TASK STATEMENT ::
Print the records below word for word, from the line containing "Please place a point on the dog's black" through the line containing "column 301, row 265", including both of those lines.

DATA PROVIDED ::
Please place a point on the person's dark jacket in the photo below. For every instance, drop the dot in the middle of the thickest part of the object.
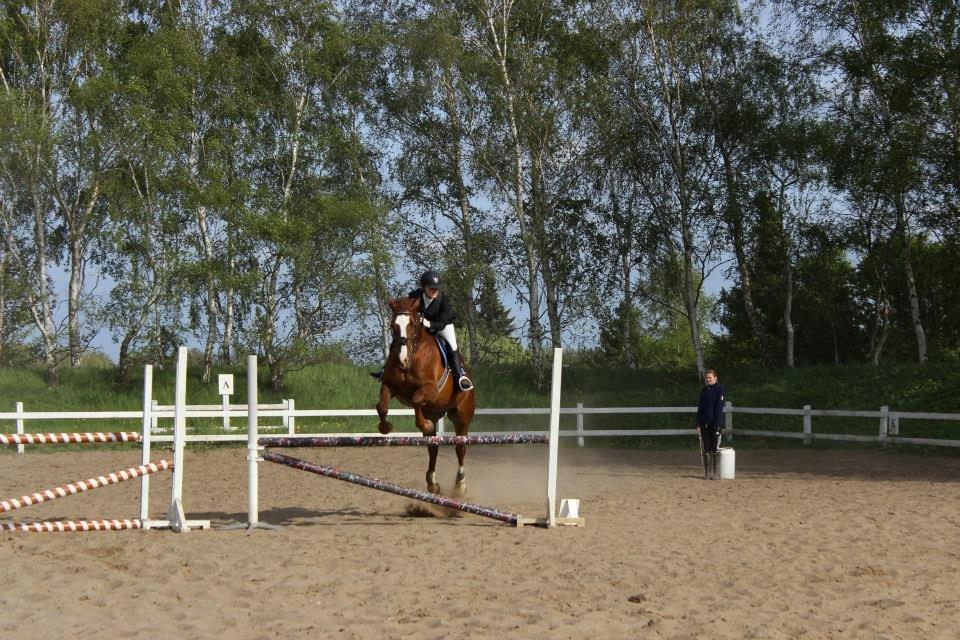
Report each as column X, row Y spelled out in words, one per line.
column 439, row 313
column 710, row 407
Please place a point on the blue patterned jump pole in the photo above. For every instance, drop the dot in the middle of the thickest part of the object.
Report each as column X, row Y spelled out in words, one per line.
column 402, row 441
column 373, row 483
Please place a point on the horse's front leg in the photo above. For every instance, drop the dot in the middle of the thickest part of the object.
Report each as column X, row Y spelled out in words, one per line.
column 428, row 428
column 422, row 396
column 382, row 408
column 460, row 488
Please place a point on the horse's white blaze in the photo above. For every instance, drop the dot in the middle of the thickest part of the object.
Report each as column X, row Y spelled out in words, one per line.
column 402, row 321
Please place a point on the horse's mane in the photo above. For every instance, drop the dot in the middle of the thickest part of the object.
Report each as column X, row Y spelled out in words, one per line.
column 405, row 305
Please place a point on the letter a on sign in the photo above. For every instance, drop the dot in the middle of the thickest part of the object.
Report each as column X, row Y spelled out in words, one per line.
column 225, row 380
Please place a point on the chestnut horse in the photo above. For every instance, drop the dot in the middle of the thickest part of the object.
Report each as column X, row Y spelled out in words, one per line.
column 415, row 375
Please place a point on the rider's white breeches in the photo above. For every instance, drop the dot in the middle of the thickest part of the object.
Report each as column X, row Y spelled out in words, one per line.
column 449, row 335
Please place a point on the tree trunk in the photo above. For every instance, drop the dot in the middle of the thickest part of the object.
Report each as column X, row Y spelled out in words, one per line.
column 519, row 192
column 466, row 221
column 211, row 293
column 734, row 220
column 691, row 291
column 538, row 218
column 123, row 359
column 904, row 234
column 626, row 279
column 4, row 265
column 881, row 324
column 42, row 310
column 73, row 300
column 226, row 346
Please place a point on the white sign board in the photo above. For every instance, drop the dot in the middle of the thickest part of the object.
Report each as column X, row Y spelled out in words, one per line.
column 225, row 381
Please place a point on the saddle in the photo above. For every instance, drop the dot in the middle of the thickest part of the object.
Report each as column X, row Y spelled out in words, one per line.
column 447, row 359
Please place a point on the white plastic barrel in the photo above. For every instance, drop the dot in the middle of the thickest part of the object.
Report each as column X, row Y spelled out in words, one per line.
column 728, row 464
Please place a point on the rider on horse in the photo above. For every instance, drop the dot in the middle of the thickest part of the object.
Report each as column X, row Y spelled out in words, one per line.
column 438, row 317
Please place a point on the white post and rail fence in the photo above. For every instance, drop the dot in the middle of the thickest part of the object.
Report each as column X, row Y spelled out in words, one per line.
column 887, row 421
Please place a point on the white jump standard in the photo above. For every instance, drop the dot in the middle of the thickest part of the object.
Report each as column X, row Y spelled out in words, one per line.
column 256, row 445
column 175, row 518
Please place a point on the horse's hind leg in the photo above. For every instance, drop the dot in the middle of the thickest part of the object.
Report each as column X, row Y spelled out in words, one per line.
column 432, row 485
column 385, row 427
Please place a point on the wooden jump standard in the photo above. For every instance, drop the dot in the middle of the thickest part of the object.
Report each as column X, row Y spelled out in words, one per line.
column 401, row 441
column 389, row 487
column 256, row 445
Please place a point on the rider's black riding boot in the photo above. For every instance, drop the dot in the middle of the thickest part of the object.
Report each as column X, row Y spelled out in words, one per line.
column 462, row 380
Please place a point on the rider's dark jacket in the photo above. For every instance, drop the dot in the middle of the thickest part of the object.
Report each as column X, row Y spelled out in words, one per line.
column 710, row 407
column 439, row 313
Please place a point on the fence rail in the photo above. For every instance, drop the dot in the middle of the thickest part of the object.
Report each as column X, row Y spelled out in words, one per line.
column 888, row 421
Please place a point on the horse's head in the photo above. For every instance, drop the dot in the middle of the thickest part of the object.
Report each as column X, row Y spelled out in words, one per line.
column 405, row 324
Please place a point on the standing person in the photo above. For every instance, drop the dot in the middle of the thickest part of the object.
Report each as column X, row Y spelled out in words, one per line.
column 710, row 422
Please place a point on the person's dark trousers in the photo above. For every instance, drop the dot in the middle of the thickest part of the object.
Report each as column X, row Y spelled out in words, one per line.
column 711, row 451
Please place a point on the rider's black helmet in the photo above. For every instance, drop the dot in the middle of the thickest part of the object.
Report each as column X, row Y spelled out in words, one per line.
column 430, row 278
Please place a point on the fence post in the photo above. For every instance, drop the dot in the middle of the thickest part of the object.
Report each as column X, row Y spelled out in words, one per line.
column 226, row 413
column 20, row 425
column 884, row 422
column 579, row 424
column 728, row 420
column 147, row 427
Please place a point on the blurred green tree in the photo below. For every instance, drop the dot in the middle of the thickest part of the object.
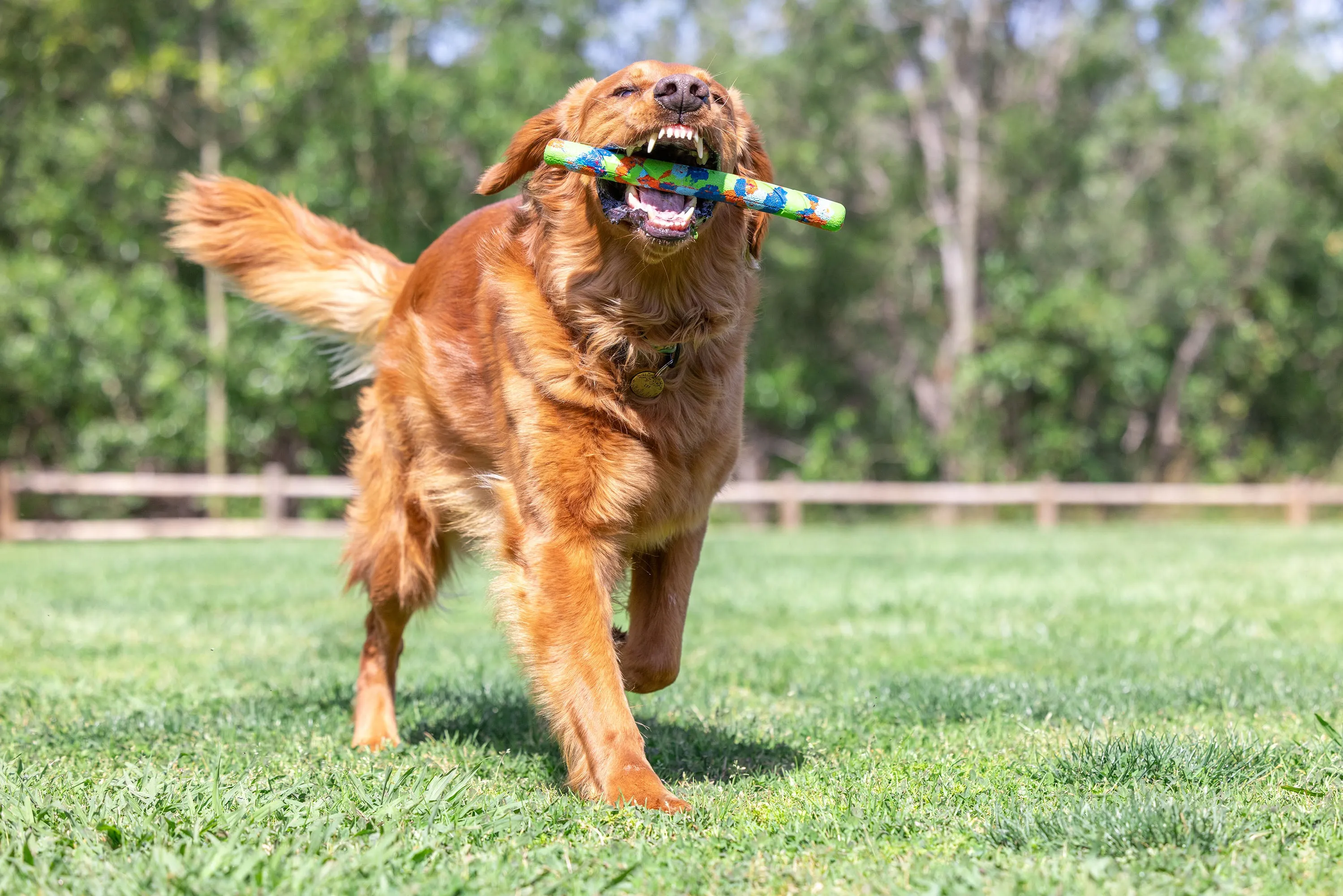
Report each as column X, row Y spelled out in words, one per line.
column 1099, row 240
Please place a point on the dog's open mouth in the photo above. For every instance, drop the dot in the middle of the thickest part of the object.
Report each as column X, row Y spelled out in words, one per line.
column 669, row 217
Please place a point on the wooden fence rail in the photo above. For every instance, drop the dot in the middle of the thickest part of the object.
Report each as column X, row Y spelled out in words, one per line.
column 275, row 487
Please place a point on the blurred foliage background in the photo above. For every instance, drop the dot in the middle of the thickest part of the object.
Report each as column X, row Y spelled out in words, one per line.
column 1092, row 238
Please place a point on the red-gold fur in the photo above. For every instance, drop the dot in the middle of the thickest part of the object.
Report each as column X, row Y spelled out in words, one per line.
column 500, row 412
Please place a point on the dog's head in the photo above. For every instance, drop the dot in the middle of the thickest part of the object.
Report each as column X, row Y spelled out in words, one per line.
column 669, row 112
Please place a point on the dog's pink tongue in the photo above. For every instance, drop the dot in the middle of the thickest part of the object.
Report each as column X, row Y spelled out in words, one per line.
column 661, row 201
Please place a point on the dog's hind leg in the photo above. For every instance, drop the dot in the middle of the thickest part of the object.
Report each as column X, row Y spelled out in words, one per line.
column 399, row 552
column 660, row 594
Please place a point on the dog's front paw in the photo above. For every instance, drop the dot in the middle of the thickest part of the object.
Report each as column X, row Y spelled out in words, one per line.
column 375, row 720
column 642, row 788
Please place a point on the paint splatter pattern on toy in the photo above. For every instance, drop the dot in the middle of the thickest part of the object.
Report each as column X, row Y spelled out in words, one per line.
column 703, row 183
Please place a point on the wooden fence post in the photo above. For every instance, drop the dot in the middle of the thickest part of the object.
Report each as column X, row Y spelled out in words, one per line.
column 273, row 496
column 1298, row 501
column 790, row 508
column 9, row 504
column 1046, row 501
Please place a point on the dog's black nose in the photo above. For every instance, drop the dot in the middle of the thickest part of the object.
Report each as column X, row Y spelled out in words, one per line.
column 681, row 93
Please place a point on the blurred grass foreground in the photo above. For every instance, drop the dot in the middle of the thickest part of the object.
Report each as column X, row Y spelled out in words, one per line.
column 982, row 710
column 1095, row 240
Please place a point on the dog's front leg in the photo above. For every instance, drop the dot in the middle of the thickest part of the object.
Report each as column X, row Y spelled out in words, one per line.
column 558, row 605
column 660, row 594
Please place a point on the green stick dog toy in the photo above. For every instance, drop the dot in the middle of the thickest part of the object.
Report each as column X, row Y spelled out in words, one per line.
column 703, row 183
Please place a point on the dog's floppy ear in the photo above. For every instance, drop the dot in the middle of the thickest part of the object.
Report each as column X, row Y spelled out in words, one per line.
column 754, row 163
column 525, row 150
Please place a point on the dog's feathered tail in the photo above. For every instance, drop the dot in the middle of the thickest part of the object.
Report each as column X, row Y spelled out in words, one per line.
column 301, row 265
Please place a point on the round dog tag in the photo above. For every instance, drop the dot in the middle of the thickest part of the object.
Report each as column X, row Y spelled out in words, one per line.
column 646, row 385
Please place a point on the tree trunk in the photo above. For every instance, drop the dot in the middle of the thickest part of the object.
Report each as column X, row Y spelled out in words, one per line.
column 217, row 319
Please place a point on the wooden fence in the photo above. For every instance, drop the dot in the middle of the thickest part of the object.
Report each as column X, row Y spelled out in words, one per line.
column 276, row 488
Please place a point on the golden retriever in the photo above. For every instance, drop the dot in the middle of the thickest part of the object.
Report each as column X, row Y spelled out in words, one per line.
column 503, row 410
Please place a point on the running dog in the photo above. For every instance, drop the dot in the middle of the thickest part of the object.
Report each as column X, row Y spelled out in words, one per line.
column 508, row 410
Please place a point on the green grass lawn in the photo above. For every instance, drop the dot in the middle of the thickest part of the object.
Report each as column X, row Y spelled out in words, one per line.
column 860, row 710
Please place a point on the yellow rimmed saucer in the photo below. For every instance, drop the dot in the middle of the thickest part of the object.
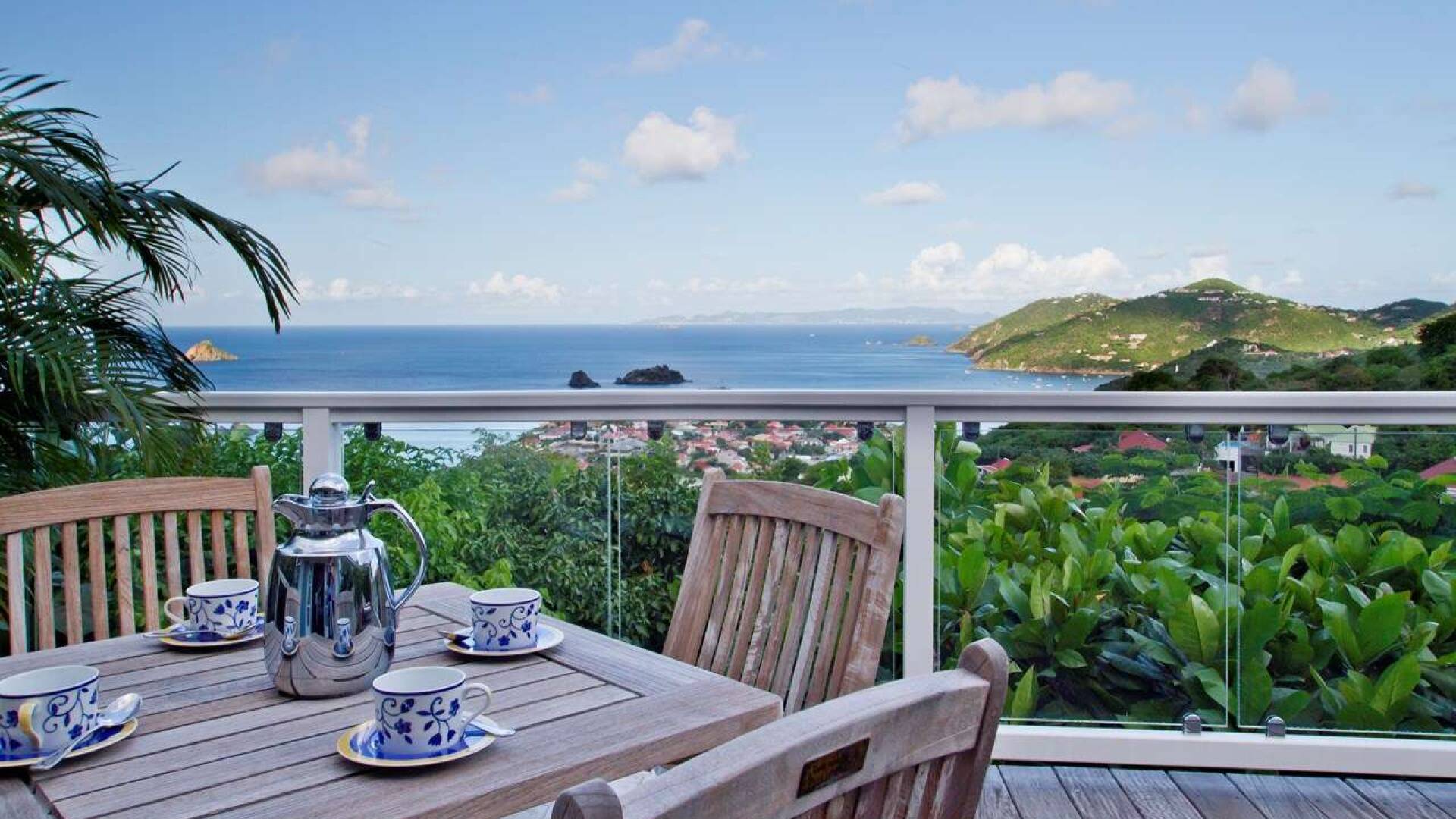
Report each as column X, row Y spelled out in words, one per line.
column 360, row 745
column 209, row 642
column 463, row 643
column 104, row 738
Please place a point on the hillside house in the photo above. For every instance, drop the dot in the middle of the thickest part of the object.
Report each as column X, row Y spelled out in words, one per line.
column 1341, row 441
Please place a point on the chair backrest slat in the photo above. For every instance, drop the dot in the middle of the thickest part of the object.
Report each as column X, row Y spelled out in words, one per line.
column 147, row 534
column 240, row 556
column 909, row 749
column 96, row 561
column 218, row 534
column 72, row 583
column 783, row 588
column 194, row 547
column 107, row 510
column 121, row 560
column 172, row 553
column 15, row 595
column 44, row 607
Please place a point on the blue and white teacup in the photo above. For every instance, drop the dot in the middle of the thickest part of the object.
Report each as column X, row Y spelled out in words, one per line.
column 504, row 620
column 220, row 607
column 46, row 708
column 421, row 710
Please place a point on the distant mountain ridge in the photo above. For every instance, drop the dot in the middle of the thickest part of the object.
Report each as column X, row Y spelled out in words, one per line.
column 1097, row 334
column 848, row 315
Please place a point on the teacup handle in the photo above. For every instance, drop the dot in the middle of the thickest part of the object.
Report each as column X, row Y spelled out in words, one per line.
column 27, row 725
column 476, row 689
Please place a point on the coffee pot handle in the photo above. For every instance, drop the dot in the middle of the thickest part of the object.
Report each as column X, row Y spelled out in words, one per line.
column 419, row 539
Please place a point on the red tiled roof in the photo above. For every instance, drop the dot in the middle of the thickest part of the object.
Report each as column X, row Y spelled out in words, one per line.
column 1138, row 439
column 1443, row 468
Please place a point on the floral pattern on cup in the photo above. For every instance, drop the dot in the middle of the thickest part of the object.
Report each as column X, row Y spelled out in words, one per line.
column 46, row 708
column 419, row 711
column 221, row 607
column 504, row 620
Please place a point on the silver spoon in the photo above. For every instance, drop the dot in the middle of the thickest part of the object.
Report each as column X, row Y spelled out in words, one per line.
column 494, row 730
column 115, row 714
column 191, row 632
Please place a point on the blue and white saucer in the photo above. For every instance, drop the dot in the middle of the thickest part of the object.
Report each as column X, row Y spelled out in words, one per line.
column 104, row 738
column 196, row 640
column 362, row 745
column 463, row 643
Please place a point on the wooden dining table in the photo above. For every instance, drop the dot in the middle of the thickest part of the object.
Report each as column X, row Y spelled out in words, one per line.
column 216, row 739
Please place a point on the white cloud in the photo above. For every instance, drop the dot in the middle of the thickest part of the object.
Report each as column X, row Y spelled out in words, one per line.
column 375, row 197
column 595, row 171
column 516, row 287
column 1266, row 96
column 906, row 193
column 1209, row 265
column 577, row 191
column 1009, row 271
column 1074, row 98
column 341, row 289
column 332, row 169
column 1410, row 190
column 1292, row 280
column 692, row 42
column 660, row 149
column 542, row 93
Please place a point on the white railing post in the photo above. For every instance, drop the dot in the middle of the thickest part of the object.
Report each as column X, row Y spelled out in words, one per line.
column 919, row 557
column 322, row 445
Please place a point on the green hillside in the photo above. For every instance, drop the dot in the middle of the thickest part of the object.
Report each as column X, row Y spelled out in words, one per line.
column 1144, row 333
column 1033, row 318
column 1405, row 312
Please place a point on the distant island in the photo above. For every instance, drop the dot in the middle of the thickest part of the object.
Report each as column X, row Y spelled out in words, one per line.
column 653, row 376
column 848, row 315
column 1104, row 335
column 204, row 352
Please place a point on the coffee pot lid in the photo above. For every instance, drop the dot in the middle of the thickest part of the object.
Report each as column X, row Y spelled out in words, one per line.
column 328, row 506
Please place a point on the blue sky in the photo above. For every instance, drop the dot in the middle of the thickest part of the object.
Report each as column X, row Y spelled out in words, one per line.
column 612, row 162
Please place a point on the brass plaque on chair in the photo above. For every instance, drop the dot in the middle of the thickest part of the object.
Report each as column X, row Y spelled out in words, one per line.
column 833, row 767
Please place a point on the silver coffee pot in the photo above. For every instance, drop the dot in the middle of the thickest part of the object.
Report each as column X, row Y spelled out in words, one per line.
column 332, row 610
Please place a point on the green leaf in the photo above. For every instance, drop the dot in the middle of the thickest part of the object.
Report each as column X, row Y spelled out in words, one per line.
column 1213, row 686
column 1257, row 627
column 1024, row 700
column 1071, row 659
column 1345, row 507
column 971, row 570
column 1379, row 624
column 873, row 494
column 1395, row 686
column 1256, row 691
column 1337, row 621
column 1196, row 630
column 1075, row 632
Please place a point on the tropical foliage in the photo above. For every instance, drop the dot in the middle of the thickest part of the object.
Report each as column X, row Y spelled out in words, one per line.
column 82, row 346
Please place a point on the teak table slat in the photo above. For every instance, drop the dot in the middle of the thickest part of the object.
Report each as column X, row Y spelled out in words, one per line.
column 216, row 738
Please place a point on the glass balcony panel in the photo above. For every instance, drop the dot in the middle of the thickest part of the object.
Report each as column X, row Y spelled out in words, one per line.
column 1347, row 620
column 1097, row 556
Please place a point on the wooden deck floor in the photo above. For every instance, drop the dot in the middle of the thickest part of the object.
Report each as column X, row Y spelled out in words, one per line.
column 1043, row 792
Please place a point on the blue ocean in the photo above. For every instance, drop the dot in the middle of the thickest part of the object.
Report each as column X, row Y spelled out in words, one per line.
column 544, row 357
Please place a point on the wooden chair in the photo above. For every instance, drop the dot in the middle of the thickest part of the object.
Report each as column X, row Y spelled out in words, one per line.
column 788, row 588
column 120, row 509
column 918, row 748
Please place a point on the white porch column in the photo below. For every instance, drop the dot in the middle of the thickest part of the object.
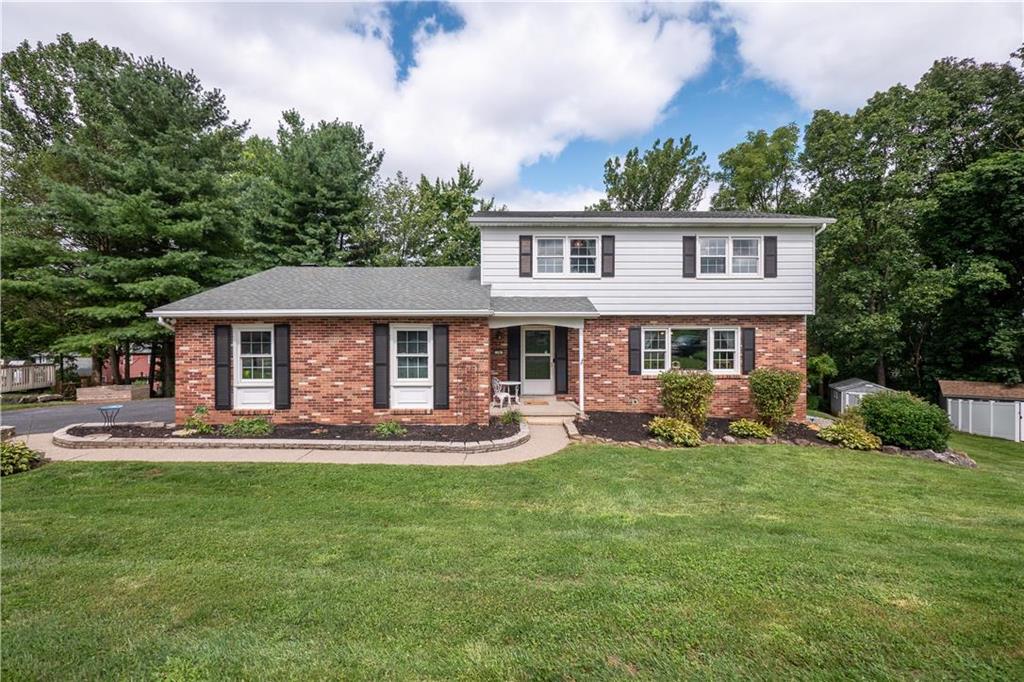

FINAL RESULT ::
Please place a point on the dog's black nose in the photo above. For every instance, drop the dot in the middle of the thickest part of the object.
Report each as column X, row Y spelled out in words, one per line.
column 681, row 93
Please place a point on the blurred grass foreground in the photo above. For every instance, drop the dot in the middle of the thickest part of the object.
Report each as column X, row Y spelled out in words, one per line.
column 982, row 710
column 1095, row 240
Please place a point on the dog's front leg in the photo above. For every instance, drop the dot in the middle of the thickest part of the object.
Report each as column X, row Y spelled out in words, one per line.
column 558, row 605
column 660, row 594
Please place a point on the green stick dog toy in the photo above. For every instance, drop the dot in the middle of the thickest part of the object.
Report each as column X, row Y spelled out in words, one per line.
column 703, row 183
Please place a point on the dog's floppy ear in the photo above. For every instance, drop the dot in the middle of the thickest part of the object.
Report each as column X, row Y spelled out in words, one per line.
column 754, row 163
column 525, row 150
Please place a point on the dog's feathered tail in the photo above. For every instance, drop the dot in the middle of the thickest part of the object.
Report each as column X, row Y spelled out in words, one per line.
column 301, row 265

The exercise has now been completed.